:: INSTRUCTION ::
List the entries from the line containing "mirror in this photo." through the line containing "[(170, 147)]" as a numbered list, omitting blank lines.

--- begin DATA SUPPLIED ---

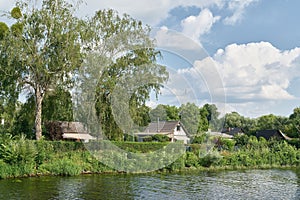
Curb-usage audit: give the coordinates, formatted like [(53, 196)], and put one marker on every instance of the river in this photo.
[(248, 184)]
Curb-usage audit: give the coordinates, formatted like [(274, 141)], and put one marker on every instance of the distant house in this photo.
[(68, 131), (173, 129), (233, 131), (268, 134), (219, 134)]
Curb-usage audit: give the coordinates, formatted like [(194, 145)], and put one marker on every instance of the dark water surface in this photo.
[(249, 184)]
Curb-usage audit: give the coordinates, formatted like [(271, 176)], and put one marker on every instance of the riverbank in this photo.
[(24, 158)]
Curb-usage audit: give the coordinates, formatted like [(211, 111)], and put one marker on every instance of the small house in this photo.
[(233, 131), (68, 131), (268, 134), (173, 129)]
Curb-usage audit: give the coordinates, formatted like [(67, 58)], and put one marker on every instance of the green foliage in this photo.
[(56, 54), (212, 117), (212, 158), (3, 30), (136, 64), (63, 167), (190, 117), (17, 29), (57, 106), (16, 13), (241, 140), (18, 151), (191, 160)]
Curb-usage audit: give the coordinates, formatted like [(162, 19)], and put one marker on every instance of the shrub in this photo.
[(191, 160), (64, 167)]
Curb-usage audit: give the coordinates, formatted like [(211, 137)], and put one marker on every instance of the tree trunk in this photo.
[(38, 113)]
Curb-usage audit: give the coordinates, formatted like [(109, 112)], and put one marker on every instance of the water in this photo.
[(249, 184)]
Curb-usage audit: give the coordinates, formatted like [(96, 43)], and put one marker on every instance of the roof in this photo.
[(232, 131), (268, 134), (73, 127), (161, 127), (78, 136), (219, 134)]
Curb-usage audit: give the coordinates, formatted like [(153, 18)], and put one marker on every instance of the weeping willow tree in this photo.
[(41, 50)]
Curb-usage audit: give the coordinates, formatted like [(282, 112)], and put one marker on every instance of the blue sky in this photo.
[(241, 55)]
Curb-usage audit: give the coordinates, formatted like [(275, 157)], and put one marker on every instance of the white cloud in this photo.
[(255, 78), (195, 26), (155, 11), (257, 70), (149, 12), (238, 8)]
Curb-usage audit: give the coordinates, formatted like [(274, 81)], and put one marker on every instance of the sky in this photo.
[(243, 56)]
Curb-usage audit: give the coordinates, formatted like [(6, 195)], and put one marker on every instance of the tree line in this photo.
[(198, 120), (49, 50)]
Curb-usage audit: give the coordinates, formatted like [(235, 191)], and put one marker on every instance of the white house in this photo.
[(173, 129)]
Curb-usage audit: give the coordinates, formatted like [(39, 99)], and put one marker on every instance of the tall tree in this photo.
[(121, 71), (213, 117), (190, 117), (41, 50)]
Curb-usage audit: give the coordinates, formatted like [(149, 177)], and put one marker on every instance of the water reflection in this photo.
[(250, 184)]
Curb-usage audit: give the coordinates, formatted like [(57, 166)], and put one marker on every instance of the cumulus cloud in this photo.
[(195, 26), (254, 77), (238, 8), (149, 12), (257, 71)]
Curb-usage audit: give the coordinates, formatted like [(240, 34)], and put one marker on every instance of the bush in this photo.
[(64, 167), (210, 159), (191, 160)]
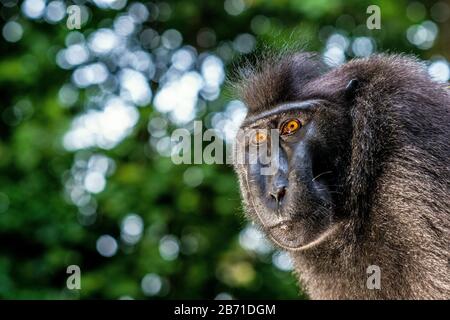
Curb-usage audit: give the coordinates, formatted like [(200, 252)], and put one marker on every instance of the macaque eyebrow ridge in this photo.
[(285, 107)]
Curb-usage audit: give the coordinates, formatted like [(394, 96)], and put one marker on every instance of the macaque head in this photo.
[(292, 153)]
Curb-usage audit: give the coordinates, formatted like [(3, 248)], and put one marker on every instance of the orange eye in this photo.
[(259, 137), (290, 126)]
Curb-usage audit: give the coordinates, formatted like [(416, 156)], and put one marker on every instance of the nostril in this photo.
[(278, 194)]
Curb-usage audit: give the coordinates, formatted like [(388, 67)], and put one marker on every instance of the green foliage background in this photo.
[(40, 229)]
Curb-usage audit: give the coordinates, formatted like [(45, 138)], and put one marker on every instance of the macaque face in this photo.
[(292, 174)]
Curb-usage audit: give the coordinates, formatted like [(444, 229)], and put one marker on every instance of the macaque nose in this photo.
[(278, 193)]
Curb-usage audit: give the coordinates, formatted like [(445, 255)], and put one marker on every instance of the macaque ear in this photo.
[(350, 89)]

--- end DATA SUPPLIED ---
--- begin DATA SUPPLIED ---

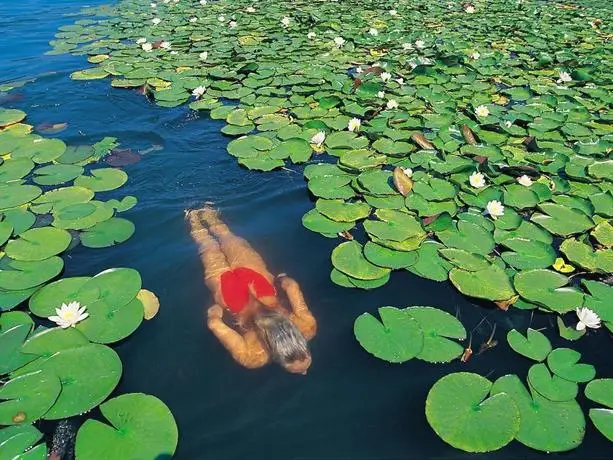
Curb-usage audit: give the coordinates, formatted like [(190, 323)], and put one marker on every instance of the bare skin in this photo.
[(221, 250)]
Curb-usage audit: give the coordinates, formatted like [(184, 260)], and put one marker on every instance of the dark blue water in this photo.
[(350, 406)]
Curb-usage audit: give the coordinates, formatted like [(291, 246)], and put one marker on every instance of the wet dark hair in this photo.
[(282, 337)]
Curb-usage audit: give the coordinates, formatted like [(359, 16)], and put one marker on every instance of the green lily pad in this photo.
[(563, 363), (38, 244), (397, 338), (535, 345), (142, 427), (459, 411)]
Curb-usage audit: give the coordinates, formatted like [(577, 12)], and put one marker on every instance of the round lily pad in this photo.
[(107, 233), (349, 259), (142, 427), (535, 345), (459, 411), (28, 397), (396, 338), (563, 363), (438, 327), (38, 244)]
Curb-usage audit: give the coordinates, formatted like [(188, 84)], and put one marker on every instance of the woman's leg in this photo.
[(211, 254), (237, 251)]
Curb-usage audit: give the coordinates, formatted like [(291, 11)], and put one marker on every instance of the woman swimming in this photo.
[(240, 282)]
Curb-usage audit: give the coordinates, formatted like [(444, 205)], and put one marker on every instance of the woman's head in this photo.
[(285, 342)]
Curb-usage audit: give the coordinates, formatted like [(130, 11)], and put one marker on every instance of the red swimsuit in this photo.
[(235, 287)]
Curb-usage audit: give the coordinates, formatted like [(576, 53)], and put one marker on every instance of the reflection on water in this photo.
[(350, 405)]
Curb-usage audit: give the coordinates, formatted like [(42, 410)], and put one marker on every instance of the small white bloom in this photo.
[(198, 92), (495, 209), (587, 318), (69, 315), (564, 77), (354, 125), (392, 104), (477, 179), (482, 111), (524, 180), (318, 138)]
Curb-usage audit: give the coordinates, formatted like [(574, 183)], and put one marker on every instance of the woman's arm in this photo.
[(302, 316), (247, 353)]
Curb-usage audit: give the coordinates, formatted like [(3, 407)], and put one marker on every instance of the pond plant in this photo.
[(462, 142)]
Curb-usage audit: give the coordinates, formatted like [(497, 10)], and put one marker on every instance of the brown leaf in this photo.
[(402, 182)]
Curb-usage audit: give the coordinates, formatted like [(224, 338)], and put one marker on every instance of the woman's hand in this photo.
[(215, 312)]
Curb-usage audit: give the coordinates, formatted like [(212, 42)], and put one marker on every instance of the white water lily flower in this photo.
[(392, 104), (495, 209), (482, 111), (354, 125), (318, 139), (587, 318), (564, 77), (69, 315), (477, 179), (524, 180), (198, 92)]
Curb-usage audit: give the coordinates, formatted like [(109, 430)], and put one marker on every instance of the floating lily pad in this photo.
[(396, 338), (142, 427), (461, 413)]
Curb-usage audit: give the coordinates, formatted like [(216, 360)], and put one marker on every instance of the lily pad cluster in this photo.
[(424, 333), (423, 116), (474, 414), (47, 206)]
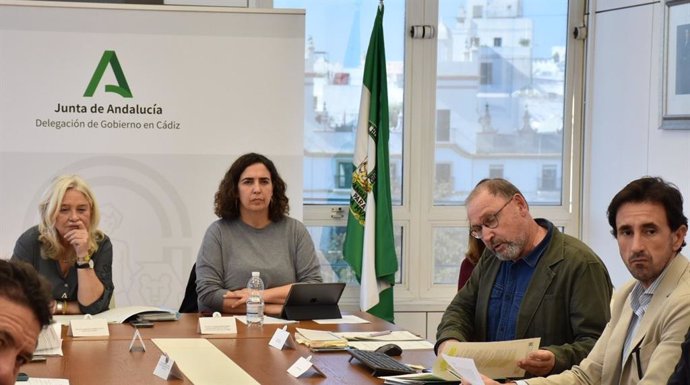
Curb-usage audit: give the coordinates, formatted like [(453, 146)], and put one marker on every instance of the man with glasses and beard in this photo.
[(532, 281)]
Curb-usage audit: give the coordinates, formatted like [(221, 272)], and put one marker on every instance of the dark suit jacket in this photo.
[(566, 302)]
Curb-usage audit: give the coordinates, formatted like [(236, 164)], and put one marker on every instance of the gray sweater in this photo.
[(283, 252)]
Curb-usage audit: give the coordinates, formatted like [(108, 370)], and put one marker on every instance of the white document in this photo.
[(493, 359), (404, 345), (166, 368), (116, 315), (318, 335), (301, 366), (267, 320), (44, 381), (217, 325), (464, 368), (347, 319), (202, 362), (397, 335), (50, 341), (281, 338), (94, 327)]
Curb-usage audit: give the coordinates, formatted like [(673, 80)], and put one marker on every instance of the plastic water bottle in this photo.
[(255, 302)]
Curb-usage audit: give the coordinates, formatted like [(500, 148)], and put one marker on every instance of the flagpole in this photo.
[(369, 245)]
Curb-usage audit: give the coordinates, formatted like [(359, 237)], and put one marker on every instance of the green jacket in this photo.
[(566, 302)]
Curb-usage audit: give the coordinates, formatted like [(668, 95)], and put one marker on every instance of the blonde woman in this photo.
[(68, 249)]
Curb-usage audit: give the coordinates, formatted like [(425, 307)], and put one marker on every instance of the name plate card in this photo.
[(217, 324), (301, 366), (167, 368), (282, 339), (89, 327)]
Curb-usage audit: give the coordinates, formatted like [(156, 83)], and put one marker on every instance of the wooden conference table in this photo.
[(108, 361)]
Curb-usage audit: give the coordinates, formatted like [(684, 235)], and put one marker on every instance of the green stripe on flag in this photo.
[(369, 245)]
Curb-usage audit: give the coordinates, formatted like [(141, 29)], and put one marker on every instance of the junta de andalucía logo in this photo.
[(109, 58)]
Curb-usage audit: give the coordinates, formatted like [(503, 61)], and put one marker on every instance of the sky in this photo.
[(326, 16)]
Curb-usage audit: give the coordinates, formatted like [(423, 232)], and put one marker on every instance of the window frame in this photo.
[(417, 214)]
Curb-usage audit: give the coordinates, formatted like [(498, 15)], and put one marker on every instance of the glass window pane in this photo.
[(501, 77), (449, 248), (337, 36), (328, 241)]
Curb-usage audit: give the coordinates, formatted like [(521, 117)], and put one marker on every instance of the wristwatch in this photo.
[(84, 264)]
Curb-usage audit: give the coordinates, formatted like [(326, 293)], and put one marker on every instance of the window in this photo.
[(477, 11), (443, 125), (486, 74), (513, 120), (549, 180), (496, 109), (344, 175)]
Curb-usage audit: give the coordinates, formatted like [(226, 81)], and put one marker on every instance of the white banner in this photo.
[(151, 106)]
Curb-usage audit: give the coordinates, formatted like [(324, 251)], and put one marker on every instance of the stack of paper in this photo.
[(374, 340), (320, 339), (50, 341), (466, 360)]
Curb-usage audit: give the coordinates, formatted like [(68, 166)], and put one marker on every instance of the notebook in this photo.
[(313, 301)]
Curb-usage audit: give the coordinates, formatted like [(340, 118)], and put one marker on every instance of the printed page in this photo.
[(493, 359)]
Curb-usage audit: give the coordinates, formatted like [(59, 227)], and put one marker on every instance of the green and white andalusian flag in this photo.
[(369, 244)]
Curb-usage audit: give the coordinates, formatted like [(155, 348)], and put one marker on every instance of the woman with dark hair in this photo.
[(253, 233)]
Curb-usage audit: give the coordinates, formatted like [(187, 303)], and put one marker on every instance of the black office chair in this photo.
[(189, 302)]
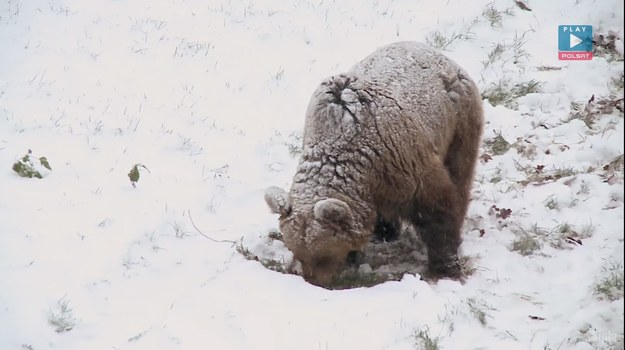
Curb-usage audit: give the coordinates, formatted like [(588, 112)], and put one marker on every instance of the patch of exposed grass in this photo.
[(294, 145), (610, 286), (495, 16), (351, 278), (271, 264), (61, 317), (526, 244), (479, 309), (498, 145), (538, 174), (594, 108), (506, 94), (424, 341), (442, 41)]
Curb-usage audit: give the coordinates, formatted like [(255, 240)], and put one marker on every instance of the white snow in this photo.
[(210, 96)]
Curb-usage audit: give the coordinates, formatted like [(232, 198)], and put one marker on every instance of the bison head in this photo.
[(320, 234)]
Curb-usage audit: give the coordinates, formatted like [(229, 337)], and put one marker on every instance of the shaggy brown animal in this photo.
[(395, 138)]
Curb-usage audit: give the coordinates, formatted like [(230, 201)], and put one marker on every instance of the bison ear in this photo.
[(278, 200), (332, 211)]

--- end DATA SUPPLIED ---
--- begin DATA SUPPLIED ---

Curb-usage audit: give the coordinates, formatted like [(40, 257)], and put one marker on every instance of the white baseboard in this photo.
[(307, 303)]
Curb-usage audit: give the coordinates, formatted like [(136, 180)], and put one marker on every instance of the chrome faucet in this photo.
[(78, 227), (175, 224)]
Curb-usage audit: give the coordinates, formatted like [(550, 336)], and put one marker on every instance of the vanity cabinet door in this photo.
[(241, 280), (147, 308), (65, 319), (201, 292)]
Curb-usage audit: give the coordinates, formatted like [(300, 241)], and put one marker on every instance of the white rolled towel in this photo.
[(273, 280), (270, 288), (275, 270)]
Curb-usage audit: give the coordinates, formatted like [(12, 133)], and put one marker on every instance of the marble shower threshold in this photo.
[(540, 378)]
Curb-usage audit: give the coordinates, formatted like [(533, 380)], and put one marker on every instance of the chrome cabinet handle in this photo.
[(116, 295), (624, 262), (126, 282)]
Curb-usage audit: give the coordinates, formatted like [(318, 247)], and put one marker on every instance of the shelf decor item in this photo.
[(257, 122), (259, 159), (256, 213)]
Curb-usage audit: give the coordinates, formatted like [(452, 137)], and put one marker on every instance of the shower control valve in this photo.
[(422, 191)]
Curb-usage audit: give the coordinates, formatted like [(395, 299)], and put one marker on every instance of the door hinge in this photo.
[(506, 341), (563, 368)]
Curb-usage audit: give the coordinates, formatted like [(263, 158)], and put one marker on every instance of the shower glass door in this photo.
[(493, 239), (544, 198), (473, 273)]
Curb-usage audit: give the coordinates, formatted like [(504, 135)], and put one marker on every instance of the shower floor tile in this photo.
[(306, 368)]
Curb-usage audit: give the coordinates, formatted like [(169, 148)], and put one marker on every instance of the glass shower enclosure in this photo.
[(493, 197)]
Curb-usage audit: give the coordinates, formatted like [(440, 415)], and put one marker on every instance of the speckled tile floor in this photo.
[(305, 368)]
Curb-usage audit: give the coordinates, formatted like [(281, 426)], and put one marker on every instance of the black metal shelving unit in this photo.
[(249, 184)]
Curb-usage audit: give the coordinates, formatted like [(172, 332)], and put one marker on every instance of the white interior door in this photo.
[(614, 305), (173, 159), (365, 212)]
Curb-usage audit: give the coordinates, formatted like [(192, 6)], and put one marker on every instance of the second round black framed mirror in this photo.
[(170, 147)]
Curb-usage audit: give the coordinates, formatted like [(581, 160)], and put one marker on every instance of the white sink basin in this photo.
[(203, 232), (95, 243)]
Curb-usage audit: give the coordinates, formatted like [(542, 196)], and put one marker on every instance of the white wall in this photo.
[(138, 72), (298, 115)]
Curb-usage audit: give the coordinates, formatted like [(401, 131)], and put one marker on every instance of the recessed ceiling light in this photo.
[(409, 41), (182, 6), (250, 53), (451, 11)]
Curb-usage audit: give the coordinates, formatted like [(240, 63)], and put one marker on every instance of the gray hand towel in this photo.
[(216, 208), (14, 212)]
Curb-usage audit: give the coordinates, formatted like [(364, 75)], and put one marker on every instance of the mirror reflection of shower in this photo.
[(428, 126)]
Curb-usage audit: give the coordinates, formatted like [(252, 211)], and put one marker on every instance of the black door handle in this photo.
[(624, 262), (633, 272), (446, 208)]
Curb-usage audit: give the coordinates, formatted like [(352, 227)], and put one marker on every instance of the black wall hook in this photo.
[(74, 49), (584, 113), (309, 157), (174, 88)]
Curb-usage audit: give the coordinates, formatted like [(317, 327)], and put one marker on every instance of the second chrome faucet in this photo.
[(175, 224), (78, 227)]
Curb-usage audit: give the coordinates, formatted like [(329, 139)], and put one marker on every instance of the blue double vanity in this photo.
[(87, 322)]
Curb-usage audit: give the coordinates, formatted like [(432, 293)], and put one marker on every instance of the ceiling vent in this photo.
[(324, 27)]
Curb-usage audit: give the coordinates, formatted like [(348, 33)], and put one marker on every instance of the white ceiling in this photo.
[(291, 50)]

--- end DATA SUPPLIED ---

:: RESPONSE FOR THIS EXERCISE ::
1. Curb-usage audit: give the coordinates, formatted like [(192, 6)], and put one marker on every instance of the second round black framed mirror in this photo.
2. [(170, 147)]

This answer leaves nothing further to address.